* GIVEN ENTRIES:
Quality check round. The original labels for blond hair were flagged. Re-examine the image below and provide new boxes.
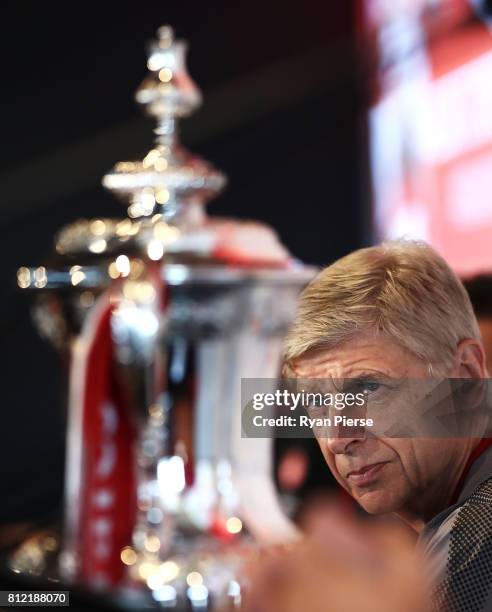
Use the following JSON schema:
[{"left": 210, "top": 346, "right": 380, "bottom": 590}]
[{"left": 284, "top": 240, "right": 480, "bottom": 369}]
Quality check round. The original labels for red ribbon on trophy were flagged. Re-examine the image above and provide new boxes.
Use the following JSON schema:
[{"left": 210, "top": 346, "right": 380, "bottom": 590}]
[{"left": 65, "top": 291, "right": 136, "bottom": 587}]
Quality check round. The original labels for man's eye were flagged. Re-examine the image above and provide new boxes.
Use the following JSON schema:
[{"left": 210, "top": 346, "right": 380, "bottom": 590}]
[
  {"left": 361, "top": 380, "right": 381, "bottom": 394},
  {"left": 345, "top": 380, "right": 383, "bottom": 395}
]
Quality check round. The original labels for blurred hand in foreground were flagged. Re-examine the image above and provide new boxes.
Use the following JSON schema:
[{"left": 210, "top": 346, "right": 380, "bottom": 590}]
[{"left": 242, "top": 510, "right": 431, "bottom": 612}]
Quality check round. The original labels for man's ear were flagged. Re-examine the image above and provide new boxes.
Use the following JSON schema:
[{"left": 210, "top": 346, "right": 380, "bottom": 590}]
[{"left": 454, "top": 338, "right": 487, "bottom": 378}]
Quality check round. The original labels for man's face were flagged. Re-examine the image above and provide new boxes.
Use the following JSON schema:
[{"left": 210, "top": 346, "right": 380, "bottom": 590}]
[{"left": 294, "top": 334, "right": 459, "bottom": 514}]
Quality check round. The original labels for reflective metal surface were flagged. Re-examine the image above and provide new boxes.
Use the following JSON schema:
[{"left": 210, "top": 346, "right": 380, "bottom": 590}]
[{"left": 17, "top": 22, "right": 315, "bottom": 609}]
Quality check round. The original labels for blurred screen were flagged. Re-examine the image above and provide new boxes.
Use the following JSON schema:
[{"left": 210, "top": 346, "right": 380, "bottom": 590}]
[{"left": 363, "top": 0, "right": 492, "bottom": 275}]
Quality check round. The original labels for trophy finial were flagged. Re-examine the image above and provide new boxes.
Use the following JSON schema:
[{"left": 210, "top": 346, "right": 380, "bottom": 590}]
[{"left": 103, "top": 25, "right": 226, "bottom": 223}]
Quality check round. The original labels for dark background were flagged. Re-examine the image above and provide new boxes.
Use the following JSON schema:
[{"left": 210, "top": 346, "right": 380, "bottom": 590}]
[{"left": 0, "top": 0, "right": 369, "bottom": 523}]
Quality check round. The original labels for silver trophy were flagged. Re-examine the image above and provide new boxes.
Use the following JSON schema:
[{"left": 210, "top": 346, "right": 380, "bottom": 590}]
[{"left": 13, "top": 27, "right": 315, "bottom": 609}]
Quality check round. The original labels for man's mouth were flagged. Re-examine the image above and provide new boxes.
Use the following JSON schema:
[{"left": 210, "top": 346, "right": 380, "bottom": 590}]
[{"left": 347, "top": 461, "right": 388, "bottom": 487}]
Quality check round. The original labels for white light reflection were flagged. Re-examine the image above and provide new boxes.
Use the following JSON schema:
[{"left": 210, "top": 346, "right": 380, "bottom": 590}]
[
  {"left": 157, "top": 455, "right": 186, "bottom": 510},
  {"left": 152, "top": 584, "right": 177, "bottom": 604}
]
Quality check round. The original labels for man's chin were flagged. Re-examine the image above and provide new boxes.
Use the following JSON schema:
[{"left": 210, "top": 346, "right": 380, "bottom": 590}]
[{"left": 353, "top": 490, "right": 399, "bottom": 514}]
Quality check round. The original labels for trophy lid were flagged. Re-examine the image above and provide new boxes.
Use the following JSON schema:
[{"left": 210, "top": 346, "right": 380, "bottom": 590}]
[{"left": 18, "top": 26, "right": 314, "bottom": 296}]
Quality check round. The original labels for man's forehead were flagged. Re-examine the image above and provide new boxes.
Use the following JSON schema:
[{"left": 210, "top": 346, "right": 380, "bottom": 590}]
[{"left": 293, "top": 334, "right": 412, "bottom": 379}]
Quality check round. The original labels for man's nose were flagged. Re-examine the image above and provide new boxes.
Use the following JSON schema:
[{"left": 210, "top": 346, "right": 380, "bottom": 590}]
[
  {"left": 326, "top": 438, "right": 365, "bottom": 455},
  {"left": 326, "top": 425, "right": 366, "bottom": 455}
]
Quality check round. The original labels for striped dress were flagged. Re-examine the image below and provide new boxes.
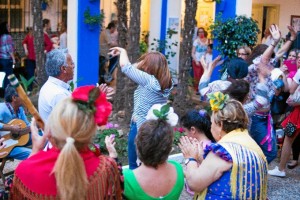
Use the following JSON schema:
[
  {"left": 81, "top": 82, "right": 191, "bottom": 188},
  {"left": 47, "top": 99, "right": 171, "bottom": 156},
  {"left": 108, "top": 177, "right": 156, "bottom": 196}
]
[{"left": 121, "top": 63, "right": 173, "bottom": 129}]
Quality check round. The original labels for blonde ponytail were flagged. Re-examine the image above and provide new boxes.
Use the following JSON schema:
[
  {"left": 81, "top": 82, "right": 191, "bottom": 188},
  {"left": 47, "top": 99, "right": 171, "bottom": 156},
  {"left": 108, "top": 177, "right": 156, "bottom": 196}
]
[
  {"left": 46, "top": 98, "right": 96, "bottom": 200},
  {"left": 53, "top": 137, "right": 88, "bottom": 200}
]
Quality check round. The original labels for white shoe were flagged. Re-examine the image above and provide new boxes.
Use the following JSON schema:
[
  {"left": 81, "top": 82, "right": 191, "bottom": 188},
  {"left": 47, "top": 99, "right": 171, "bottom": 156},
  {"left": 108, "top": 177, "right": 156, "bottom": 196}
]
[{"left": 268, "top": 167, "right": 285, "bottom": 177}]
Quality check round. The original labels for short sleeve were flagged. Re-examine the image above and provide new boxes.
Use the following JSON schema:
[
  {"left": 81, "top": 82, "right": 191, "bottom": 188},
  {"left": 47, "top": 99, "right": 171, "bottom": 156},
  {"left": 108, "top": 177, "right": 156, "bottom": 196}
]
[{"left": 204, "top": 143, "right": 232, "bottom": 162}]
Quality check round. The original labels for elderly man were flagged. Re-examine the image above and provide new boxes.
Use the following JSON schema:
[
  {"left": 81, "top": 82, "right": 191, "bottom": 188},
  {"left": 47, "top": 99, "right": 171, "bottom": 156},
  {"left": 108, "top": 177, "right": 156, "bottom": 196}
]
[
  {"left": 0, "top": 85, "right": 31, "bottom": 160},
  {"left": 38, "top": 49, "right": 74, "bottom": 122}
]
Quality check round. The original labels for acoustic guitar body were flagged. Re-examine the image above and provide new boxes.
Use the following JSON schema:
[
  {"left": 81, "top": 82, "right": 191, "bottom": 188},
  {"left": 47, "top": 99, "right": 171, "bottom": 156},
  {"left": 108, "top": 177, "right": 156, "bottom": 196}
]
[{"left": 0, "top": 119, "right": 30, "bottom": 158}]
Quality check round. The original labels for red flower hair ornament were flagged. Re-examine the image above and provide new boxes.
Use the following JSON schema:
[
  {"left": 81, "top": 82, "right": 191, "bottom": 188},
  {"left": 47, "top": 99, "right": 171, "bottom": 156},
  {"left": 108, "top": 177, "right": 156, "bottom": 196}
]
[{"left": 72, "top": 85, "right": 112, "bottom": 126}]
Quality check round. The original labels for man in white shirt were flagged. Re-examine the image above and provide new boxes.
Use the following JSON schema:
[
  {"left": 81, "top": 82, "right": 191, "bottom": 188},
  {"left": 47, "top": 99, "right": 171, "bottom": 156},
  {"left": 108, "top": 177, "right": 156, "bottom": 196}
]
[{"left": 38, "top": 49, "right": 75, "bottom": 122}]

* WORK TO DO: Write out all of the records above again, replacing "Quality check round" with "Annotation audit" wherever it occurs and leaving everything else unchanged. Leave out the pictures.

* RESULT FOR THIS EXERCISE:
Annotation audit. The original labels for blond hair were flagged. Re-examine the image below and provide new boxes.
Use the following JSON schema:
[{"left": 210, "top": 346, "right": 380, "bottom": 590}]
[{"left": 284, "top": 240, "right": 480, "bottom": 369}]
Annotation audit. The original labels for red ribbon on trophy were flagged. Re-examine the image above and provide new boxes.
Use the following JSON schema:
[{"left": 210, "top": 346, "right": 380, "bottom": 590}]
[{"left": 65, "top": 291, "right": 136, "bottom": 587}]
Annotation audit. The original labels for man's eye were flagged. Re-examine the image above and provide new boxes.
Use the following JSON schema:
[{"left": 210, "top": 346, "right": 380, "bottom": 590}]
[
  {"left": 361, "top": 380, "right": 381, "bottom": 394},
  {"left": 345, "top": 380, "right": 383, "bottom": 395}
]
Annotation audit. The original labels for blurred hand in foreground were flagged. Re-examine the image above and provide new boxes.
Use the following JSON schema:
[{"left": 210, "top": 346, "right": 380, "bottom": 590}]
[{"left": 242, "top": 510, "right": 431, "bottom": 612}]
Annotation audit. The original labels for man's ear were flagged. Re-examine the image above and provide new boxes.
Use the following JSON schema:
[{"left": 210, "top": 346, "right": 380, "bottom": 590}]
[{"left": 454, "top": 338, "right": 487, "bottom": 378}]
Annotation audit. The original labels for man's face were flagged. Re-examine the image above and provide new boxes.
Use the following JSON schema:
[{"left": 210, "top": 346, "right": 380, "bottom": 590}]
[{"left": 294, "top": 334, "right": 459, "bottom": 514}]
Annotation audit. The original labels for reflective metal surface were flagged. Re-examine the image above and provide new boxes.
Use the following JSON schema:
[{"left": 210, "top": 346, "right": 380, "bottom": 590}]
[{"left": 17, "top": 22, "right": 315, "bottom": 609}]
Annotation audit. The original labels for blurred screen were flagged. Re-examine the image above and provide new boxes.
Use the following JSON schema:
[{"left": 210, "top": 346, "right": 380, "bottom": 590}]
[{"left": 363, "top": 0, "right": 492, "bottom": 275}]
Annotation audit. The original labels for trophy finial were flagged. Re-examine the image above and provide new boxes.
Use the following JSON schema:
[{"left": 210, "top": 346, "right": 380, "bottom": 590}]
[{"left": 103, "top": 25, "right": 226, "bottom": 223}]
Annotation audit. The original labels for dark background were flagged. Re-examine the image above and provide new boxes.
Use the following JSON schema:
[{"left": 210, "top": 346, "right": 380, "bottom": 590}]
[{"left": 0, "top": 0, "right": 369, "bottom": 523}]
Annotation audit. The original labels for silver trophy were flagged. Re-examine the image above and provide new boxes.
Use the following JSON schema:
[{"left": 210, "top": 346, "right": 380, "bottom": 590}]
[{"left": 13, "top": 27, "right": 315, "bottom": 609}]
Annotation audit. The original labels for man's mouth were flagged. Re-examine the image above and provide new boxes.
Use the following JSON schema:
[{"left": 210, "top": 346, "right": 380, "bottom": 590}]
[{"left": 347, "top": 461, "right": 388, "bottom": 487}]
Annotation audit. The original labels for white light reflection were flagged. Re-examine the image above and provide new boxes.
Use the following JSON schema:
[{"left": 210, "top": 346, "right": 380, "bottom": 590}]
[
  {"left": 157, "top": 455, "right": 186, "bottom": 510},
  {"left": 152, "top": 584, "right": 177, "bottom": 604}
]
Annotation audit. The original labels for man's chin were flagged. Re-examine the image above and provide new boxes.
Use the following JSON schema:
[{"left": 210, "top": 346, "right": 380, "bottom": 590}]
[{"left": 353, "top": 490, "right": 399, "bottom": 514}]
Annotation audit. The original labels for trophy lid were flagged. Re-examine the image above and provide new boxes.
Use the following JSON schema:
[{"left": 210, "top": 346, "right": 380, "bottom": 590}]
[{"left": 18, "top": 26, "right": 314, "bottom": 296}]
Annotation audit. The original labels for man's forehead were flagged. Re-examine the image above and provide new boxes.
Use the following JSON schema:
[{"left": 210, "top": 346, "right": 380, "bottom": 590}]
[{"left": 293, "top": 334, "right": 412, "bottom": 379}]
Annotation audit. The original labels for man's nose were flagged. Re-examine the image above and provide new boxes.
Use the following JSON schema:
[{"left": 210, "top": 346, "right": 380, "bottom": 590}]
[
  {"left": 326, "top": 438, "right": 365, "bottom": 455},
  {"left": 326, "top": 425, "right": 366, "bottom": 455}
]
Annotation audit. The original labels for striped dress were flagged. Re-examine the image below and provide new boxes.
Use the following JSON schema:
[
  {"left": 81, "top": 82, "right": 191, "bottom": 188},
  {"left": 47, "top": 99, "right": 171, "bottom": 156},
  {"left": 108, "top": 177, "right": 156, "bottom": 196}
]
[{"left": 121, "top": 63, "right": 173, "bottom": 129}]
Annotation audit. The original labels for blonde ponytail were flagged. Re-examine the image above and provide new boxes.
Use the following JSON schema:
[
  {"left": 81, "top": 82, "right": 191, "bottom": 188},
  {"left": 47, "top": 99, "right": 171, "bottom": 156},
  {"left": 108, "top": 177, "right": 156, "bottom": 196}
]
[
  {"left": 46, "top": 98, "right": 96, "bottom": 200},
  {"left": 53, "top": 137, "right": 88, "bottom": 200}
]
Annotation audit. The original labels for white shoe were flagged. Re-examine the image above and provide new boxes.
Use the following JSON schema:
[
  {"left": 81, "top": 82, "right": 191, "bottom": 188},
  {"left": 47, "top": 99, "right": 171, "bottom": 156},
  {"left": 108, "top": 177, "right": 156, "bottom": 196}
]
[{"left": 268, "top": 167, "right": 285, "bottom": 177}]
Annotation audit. The original labels for short sleeve were flagged. Re-examine the image above and provide new boxes.
Use the following JSON schema:
[
  {"left": 81, "top": 82, "right": 191, "bottom": 188},
  {"left": 47, "top": 99, "right": 171, "bottom": 156},
  {"left": 108, "top": 177, "right": 156, "bottom": 196}
]
[{"left": 204, "top": 143, "right": 232, "bottom": 162}]
Annotation audit. The original labels for elderly man were flagged. Re-examine the image above and provide new boxes.
Use the following JSON schema:
[
  {"left": 81, "top": 82, "right": 191, "bottom": 188},
  {"left": 47, "top": 99, "right": 171, "bottom": 156},
  {"left": 108, "top": 177, "right": 156, "bottom": 196}
]
[
  {"left": 0, "top": 85, "right": 31, "bottom": 160},
  {"left": 38, "top": 49, "right": 74, "bottom": 122}
]
Annotation audit. The original labels for acoustic guitar body were flagged. Re-examine the image above and provide new boxes.
Use the following JSON schema:
[
  {"left": 81, "top": 82, "right": 191, "bottom": 188},
  {"left": 47, "top": 99, "right": 171, "bottom": 156},
  {"left": 108, "top": 177, "right": 156, "bottom": 196}
]
[{"left": 0, "top": 119, "right": 30, "bottom": 158}]
Annotation audit. The original labels for red flower hair ornament were flagged. Re-examine the image above and provide new boxes.
Use the following JSON schema:
[
  {"left": 81, "top": 82, "right": 191, "bottom": 188},
  {"left": 47, "top": 99, "right": 171, "bottom": 156},
  {"left": 108, "top": 177, "right": 156, "bottom": 196}
]
[{"left": 72, "top": 85, "right": 112, "bottom": 126}]
Annotation audit. The original labels for man in white shirt were flagged. Re-examine the image above and provide new boxes.
Use the following JSON schema:
[
  {"left": 81, "top": 82, "right": 191, "bottom": 188},
  {"left": 47, "top": 99, "right": 171, "bottom": 156},
  {"left": 108, "top": 177, "right": 156, "bottom": 196}
]
[{"left": 38, "top": 49, "right": 75, "bottom": 122}]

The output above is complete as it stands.